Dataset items
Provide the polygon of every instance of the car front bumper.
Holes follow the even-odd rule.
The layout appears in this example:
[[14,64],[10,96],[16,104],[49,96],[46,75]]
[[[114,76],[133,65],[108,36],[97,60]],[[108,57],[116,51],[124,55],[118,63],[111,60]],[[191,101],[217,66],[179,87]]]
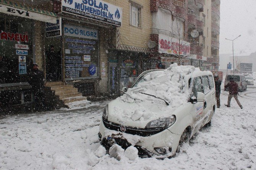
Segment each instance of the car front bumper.
[[[133,145],[138,149],[140,157],[153,157],[157,159],[172,157],[175,155],[180,136],[168,130],[147,136],[131,135],[109,129],[106,127],[102,120],[99,132],[101,143],[107,150],[115,143],[125,149]],[[166,149],[166,154],[160,154],[154,149],[162,148]]]

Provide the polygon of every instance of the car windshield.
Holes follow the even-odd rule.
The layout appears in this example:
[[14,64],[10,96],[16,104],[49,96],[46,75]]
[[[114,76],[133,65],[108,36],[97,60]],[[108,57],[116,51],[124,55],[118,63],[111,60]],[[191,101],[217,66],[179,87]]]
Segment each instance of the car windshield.
[[227,77],[227,80],[230,81],[230,79],[231,77],[233,77],[234,82],[240,81],[240,76],[237,75],[228,75],[228,76]]
[[246,77],[245,79],[246,80],[253,80],[253,77]]

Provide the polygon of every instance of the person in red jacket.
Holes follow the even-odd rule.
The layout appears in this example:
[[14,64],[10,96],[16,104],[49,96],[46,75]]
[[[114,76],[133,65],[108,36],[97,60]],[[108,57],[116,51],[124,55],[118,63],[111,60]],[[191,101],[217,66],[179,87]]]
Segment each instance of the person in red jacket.
[[229,95],[228,98],[228,105],[227,107],[230,107],[230,101],[232,97],[234,97],[237,103],[238,106],[240,106],[241,109],[243,109],[243,106],[240,103],[240,102],[238,99],[238,87],[237,83],[234,82],[234,78],[233,77],[230,77],[230,82],[229,83],[225,86],[225,88],[228,88],[229,90]]

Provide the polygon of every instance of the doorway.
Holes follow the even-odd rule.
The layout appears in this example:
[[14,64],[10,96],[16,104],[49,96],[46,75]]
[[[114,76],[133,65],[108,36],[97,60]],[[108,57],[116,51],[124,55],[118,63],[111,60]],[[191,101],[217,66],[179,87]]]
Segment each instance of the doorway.
[[45,38],[46,80],[49,82],[61,81],[62,74],[62,37]]

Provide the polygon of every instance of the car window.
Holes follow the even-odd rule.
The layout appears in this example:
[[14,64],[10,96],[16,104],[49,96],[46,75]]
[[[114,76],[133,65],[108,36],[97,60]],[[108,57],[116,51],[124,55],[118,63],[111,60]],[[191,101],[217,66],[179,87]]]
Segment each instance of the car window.
[[210,84],[210,88],[211,90],[214,87],[214,81],[213,80],[213,77],[211,75],[209,75],[208,76],[209,78],[209,83]]
[[209,82],[207,76],[203,76],[202,77],[202,84],[204,93],[205,94],[208,93],[211,90],[210,90]]
[[193,86],[193,97],[196,98],[197,92],[202,92],[202,83],[201,78],[200,77],[196,77],[194,79],[194,86]]
[[227,80],[230,81],[230,79],[231,77],[233,77],[234,79],[234,82],[240,81],[240,76],[237,75],[228,75],[227,77]]

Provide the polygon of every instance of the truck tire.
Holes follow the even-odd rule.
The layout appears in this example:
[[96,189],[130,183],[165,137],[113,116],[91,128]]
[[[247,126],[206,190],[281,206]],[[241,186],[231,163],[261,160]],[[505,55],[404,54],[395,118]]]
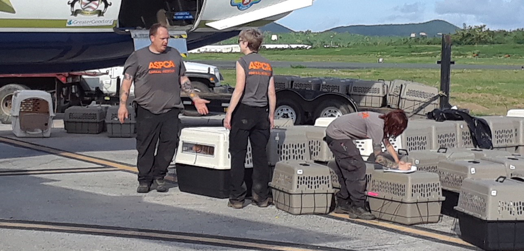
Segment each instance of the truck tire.
[[304,111],[298,103],[293,100],[285,100],[277,101],[277,107],[275,109],[275,118],[291,118],[294,125],[301,125],[303,123]]
[[209,93],[211,92],[211,90],[209,89],[209,86],[200,81],[192,81],[191,86],[196,92]]
[[26,86],[17,83],[10,83],[0,88],[0,122],[11,124],[11,102],[15,91],[29,89]]
[[314,118],[340,117],[353,112],[355,112],[355,109],[351,105],[336,99],[327,99],[317,107]]

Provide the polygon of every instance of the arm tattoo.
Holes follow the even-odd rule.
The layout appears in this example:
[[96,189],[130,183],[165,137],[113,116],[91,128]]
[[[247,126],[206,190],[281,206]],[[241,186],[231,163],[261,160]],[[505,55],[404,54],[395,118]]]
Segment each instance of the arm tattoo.
[[397,169],[398,165],[382,155],[382,148],[380,144],[373,144],[373,152],[375,153],[375,161],[387,168]]
[[189,80],[187,80],[183,83],[182,83],[181,86],[182,87],[182,90],[189,95],[189,98],[191,100],[198,98],[198,95],[196,94],[196,92],[193,89],[193,87],[191,86],[191,81],[189,81]]

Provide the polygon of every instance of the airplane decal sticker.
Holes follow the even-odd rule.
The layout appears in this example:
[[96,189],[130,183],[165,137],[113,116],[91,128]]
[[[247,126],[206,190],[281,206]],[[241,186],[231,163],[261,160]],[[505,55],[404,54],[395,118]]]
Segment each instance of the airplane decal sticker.
[[9,0],[0,0],[0,11],[13,14],[16,13]]
[[[3,1],[3,0],[0,0]],[[77,3],[80,3],[80,8],[74,9],[74,6]],[[100,8],[101,4],[104,4],[104,9]],[[98,15],[103,17],[104,14],[107,10],[107,7],[111,6],[112,3],[108,3],[107,0],[72,0],[68,1],[67,4],[71,6],[71,15],[76,17],[78,15],[82,16]]]
[[260,3],[262,0],[231,0],[231,6],[236,6],[240,10],[249,9],[255,4]]

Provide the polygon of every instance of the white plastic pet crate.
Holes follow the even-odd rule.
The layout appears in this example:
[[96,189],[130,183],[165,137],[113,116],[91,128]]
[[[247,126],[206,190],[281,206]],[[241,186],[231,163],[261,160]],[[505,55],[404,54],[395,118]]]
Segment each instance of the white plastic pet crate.
[[314,126],[327,127],[336,118],[336,117],[319,117],[315,120]]
[[[439,94],[439,90],[435,87],[425,86],[418,83],[406,83],[403,86],[400,94],[399,108],[407,113],[411,113],[417,110],[432,98]],[[439,107],[439,99],[431,102],[423,109],[417,113],[425,115]]]
[[398,108],[402,88],[408,82],[407,81],[399,79],[395,79],[390,82],[388,87],[387,98],[387,104],[389,107],[394,109]]
[[51,94],[39,90],[16,91],[12,100],[11,127],[16,137],[51,136],[55,115]]
[[486,116],[479,118],[485,119],[489,125],[494,148],[507,148],[520,145],[520,124],[514,118],[502,116]]
[[359,106],[381,107],[386,103],[387,86],[384,81],[355,80],[349,94]]
[[[229,153],[229,130],[224,127],[192,127],[182,129],[176,164],[211,169],[231,169]],[[246,168],[253,166],[250,144],[248,141]]]

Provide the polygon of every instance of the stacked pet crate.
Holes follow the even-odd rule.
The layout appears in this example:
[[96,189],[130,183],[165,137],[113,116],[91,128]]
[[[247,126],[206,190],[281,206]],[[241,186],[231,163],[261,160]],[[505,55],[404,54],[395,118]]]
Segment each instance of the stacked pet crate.
[[[228,197],[231,169],[229,133],[224,127],[182,129],[175,157],[181,191],[220,198]],[[244,164],[245,181],[249,187],[253,153],[249,141]]]
[[355,80],[355,79],[322,79],[322,85],[320,87],[320,90],[326,92],[341,93],[345,95],[347,94],[350,87]]
[[104,131],[107,108],[101,106],[71,106],[64,114],[68,133],[98,134]]
[[427,113],[439,107],[439,99],[429,102],[431,98],[438,95],[439,95],[439,90],[435,87],[412,82],[405,83],[402,85],[398,107],[406,113],[412,113],[417,109],[429,102],[428,105],[416,113],[425,115]]
[[387,85],[384,81],[355,80],[349,94],[358,106],[381,107],[386,103]]
[[107,110],[105,117],[107,136],[110,138],[132,137],[136,133],[135,109],[132,106],[128,106],[128,117],[124,119],[124,123],[121,123],[118,120],[118,106],[113,106]]
[[461,238],[484,250],[524,249],[521,178],[466,178],[460,192]]
[[326,214],[335,190],[329,167],[309,161],[277,163],[269,186],[277,208],[292,214]]
[[13,93],[11,115],[13,133],[18,137],[51,136],[53,100],[44,91],[26,90]]
[[494,149],[515,152],[517,148],[524,145],[524,118],[501,116],[479,118],[485,119],[489,126]]
[[275,89],[290,89],[293,87],[295,79],[299,78],[296,76],[275,75]]
[[371,212],[378,219],[413,225],[436,223],[442,217],[442,187],[435,173],[375,170],[367,184]]
[[293,89],[320,91],[322,85],[322,79],[319,78],[300,78],[293,82]]

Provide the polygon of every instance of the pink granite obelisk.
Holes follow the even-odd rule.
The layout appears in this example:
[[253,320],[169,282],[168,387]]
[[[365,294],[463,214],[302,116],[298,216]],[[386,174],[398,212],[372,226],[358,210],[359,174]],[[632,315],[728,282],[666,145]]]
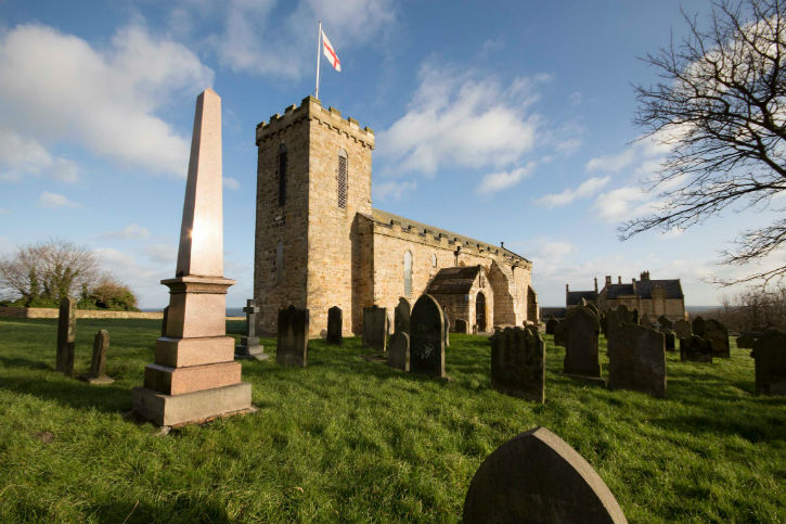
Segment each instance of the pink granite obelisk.
[[196,99],[189,179],[165,335],[132,409],[157,425],[180,425],[252,409],[252,385],[241,382],[234,338],[227,336],[221,194],[221,99],[206,89]]

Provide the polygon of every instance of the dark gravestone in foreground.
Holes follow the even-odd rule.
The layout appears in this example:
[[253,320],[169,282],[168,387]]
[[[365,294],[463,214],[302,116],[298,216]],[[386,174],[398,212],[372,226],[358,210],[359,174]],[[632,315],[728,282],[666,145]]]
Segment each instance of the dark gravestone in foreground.
[[410,335],[399,331],[390,337],[387,365],[401,371],[410,371]]
[[93,358],[88,374],[79,379],[91,384],[112,384],[115,379],[106,375],[106,352],[109,348],[109,332],[100,330],[93,338]]
[[279,310],[275,363],[301,368],[308,365],[308,309],[289,306]]
[[55,371],[74,376],[74,353],[76,352],[76,303],[66,296],[60,301],[57,316],[57,356]]
[[327,310],[327,344],[340,345],[344,342],[342,330],[344,328],[344,311],[338,306]]
[[766,330],[753,343],[756,394],[786,395],[786,334]]
[[683,362],[712,362],[712,344],[697,335],[680,338],[680,360]]
[[363,345],[379,352],[387,350],[387,308],[371,306],[363,308]]
[[608,386],[666,398],[663,334],[643,325],[622,325],[608,341]]
[[533,325],[491,337],[491,387],[537,402],[545,399],[545,344]]
[[597,335],[601,320],[589,307],[578,306],[568,310],[567,344],[564,371],[568,374],[601,376],[597,359]]
[[246,314],[246,334],[241,336],[241,345],[235,347],[235,358],[248,358],[255,360],[266,360],[269,355],[265,353],[265,347],[259,344],[257,336],[257,315],[259,315],[259,306],[257,303],[248,299],[243,311]]
[[394,310],[394,333],[404,332],[410,334],[410,314],[412,312],[412,305],[410,301],[403,296],[399,298],[399,304]]
[[410,317],[410,371],[434,376],[444,374],[442,308],[431,295],[422,295]]
[[464,499],[464,524],[627,522],[592,465],[545,427],[488,456]]

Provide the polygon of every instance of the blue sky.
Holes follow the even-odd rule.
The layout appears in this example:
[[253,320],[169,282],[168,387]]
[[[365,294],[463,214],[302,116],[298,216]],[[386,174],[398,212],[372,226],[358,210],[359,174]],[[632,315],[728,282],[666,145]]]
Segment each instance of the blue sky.
[[[719,252],[770,212],[617,239],[656,194],[666,150],[635,141],[637,60],[707,1],[0,0],[0,255],[53,237],[92,248],[141,307],[175,273],[196,95],[222,98],[229,306],[252,296],[259,122],[313,94],[317,23],[342,60],[320,99],[376,133],[375,207],[533,261],[544,306],[591,289],[681,278],[718,303]],[[783,254],[779,254],[782,256]],[[772,265],[771,259],[764,264]],[[740,272],[743,271],[743,272]]]

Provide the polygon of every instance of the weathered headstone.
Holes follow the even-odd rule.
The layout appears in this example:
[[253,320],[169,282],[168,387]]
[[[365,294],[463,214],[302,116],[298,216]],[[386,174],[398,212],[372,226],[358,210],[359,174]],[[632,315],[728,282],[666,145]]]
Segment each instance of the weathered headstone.
[[398,331],[390,336],[387,365],[402,371],[410,371],[410,335]]
[[701,336],[712,344],[713,357],[730,358],[732,356],[729,349],[729,330],[718,320],[706,320]]
[[590,308],[582,306],[569,309],[566,321],[568,336],[565,346],[565,373],[600,378],[597,335],[601,332],[601,321]]
[[545,427],[514,437],[475,472],[464,499],[464,524],[627,523],[595,470]]
[[399,298],[399,303],[394,311],[394,333],[404,332],[410,333],[410,314],[412,312],[412,305],[410,301],[403,296]]
[[412,307],[410,317],[410,371],[447,378],[444,373],[444,317],[439,303],[428,294]]
[[333,306],[327,310],[327,344],[340,345],[344,342],[342,333],[344,329],[344,311],[338,306]]
[[305,368],[308,365],[308,309],[279,309],[275,363]]
[[376,350],[387,350],[387,308],[371,306],[363,308],[363,345]]
[[235,358],[266,360],[270,355],[265,353],[265,347],[259,344],[257,336],[257,315],[259,315],[260,308],[256,302],[248,299],[243,311],[246,314],[246,334],[241,336],[241,345],[235,347],[234,356]]
[[712,343],[698,335],[680,338],[680,360],[712,362]]
[[100,330],[93,338],[93,357],[90,371],[79,379],[91,384],[112,384],[115,379],[106,375],[106,352],[109,348],[109,332]]
[[537,402],[545,399],[545,344],[537,328],[505,328],[491,336],[491,387]]
[[756,394],[786,395],[786,334],[770,329],[756,338]]
[[608,386],[666,398],[663,334],[643,325],[621,325],[608,341]]
[[74,376],[74,354],[76,352],[76,301],[66,296],[60,301],[57,316],[57,355],[55,371]]

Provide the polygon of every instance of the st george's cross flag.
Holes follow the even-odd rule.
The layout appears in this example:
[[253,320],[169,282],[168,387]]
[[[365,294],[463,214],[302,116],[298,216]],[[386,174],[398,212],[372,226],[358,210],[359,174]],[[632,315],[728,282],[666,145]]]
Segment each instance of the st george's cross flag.
[[327,35],[325,35],[325,31],[322,31],[322,53],[325,55],[334,69],[342,71],[342,61],[338,60],[336,50],[331,44],[331,41],[327,39]]

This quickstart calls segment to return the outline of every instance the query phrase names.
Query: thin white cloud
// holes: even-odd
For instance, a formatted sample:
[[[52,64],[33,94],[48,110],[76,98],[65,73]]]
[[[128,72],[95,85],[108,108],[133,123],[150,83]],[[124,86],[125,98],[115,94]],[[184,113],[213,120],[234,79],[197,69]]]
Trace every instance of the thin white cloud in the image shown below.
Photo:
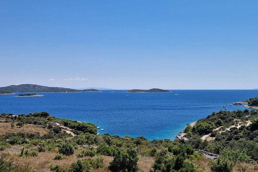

_STATED PROBLEM_: Please pull out each line of the records above that contains the word "flag".

_RESPONSE TO THE EXERCISE_:
Provide the polygon of every instance of the st george's cross flag.
Segment each instance of the st george's cross flag.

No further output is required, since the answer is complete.